------ Provided information ------

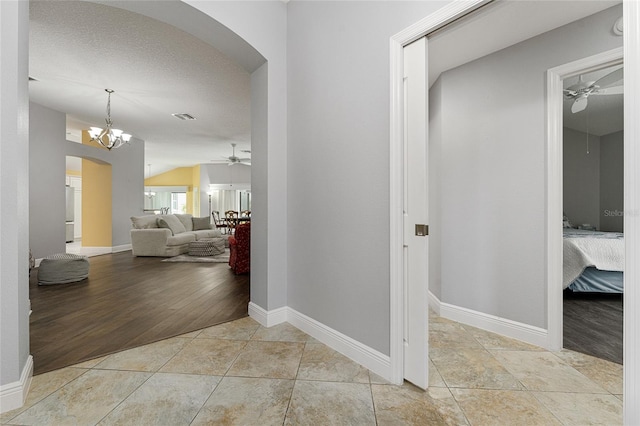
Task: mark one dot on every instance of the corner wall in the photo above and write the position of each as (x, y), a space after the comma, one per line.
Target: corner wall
(493, 163)
(15, 365)
(338, 162)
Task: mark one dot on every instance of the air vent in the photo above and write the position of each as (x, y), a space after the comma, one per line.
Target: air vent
(184, 116)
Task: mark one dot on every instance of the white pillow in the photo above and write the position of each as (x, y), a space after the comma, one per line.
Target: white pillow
(171, 222)
(144, 222)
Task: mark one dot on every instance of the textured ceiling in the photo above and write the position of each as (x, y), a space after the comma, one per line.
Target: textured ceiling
(78, 49)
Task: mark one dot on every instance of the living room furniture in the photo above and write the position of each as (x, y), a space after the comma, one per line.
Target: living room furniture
(62, 268)
(231, 218)
(207, 247)
(168, 235)
(240, 247)
(218, 222)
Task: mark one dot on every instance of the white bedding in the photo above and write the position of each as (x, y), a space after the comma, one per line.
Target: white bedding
(582, 249)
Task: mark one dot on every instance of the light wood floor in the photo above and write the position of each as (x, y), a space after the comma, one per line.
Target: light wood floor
(127, 302)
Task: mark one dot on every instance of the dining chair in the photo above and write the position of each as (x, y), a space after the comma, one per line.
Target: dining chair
(219, 223)
(232, 220)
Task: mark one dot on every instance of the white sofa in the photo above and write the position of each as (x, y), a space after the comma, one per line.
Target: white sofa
(168, 235)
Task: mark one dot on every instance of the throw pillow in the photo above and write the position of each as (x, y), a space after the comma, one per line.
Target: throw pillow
(144, 222)
(171, 222)
(185, 219)
(200, 223)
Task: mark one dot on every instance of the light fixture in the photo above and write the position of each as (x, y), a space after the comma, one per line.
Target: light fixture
(109, 138)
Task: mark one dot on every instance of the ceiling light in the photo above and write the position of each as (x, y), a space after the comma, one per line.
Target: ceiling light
(109, 138)
(184, 116)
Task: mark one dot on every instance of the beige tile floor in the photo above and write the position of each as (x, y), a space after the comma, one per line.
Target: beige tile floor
(240, 373)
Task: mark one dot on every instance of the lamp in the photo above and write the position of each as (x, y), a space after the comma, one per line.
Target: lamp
(109, 138)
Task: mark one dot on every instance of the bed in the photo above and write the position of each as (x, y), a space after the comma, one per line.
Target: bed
(593, 261)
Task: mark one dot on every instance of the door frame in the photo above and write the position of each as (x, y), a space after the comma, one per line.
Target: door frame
(555, 182)
(438, 19)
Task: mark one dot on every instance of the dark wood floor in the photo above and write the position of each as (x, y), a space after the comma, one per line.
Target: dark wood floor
(592, 324)
(127, 302)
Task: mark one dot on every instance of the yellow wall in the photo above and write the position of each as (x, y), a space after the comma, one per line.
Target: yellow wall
(96, 201)
(181, 176)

------

Exercise
Set down only the lines from the line with "Task: mark one dot on every instance of the door" through the last line of the data above, keeping both the first and the last.

Exercise solution
Task: mark one dot on every instance of the door frame in the photo above and write the position of each as (x, y), a space after the comma, one per line.
Target: door frame
(555, 182)
(438, 19)
Task: mark one dot on every instance of the dark wood floor in the photo above and write the position of each as (x, y), a space after the comma, one per line.
Target: dark wood floor
(592, 324)
(127, 302)
Task: mark one dot on every instance of the yellow wall in the photo above and write the position of each as (x, y), a space after the comma, one per line.
Target: yellow wall
(96, 201)
(181, 176)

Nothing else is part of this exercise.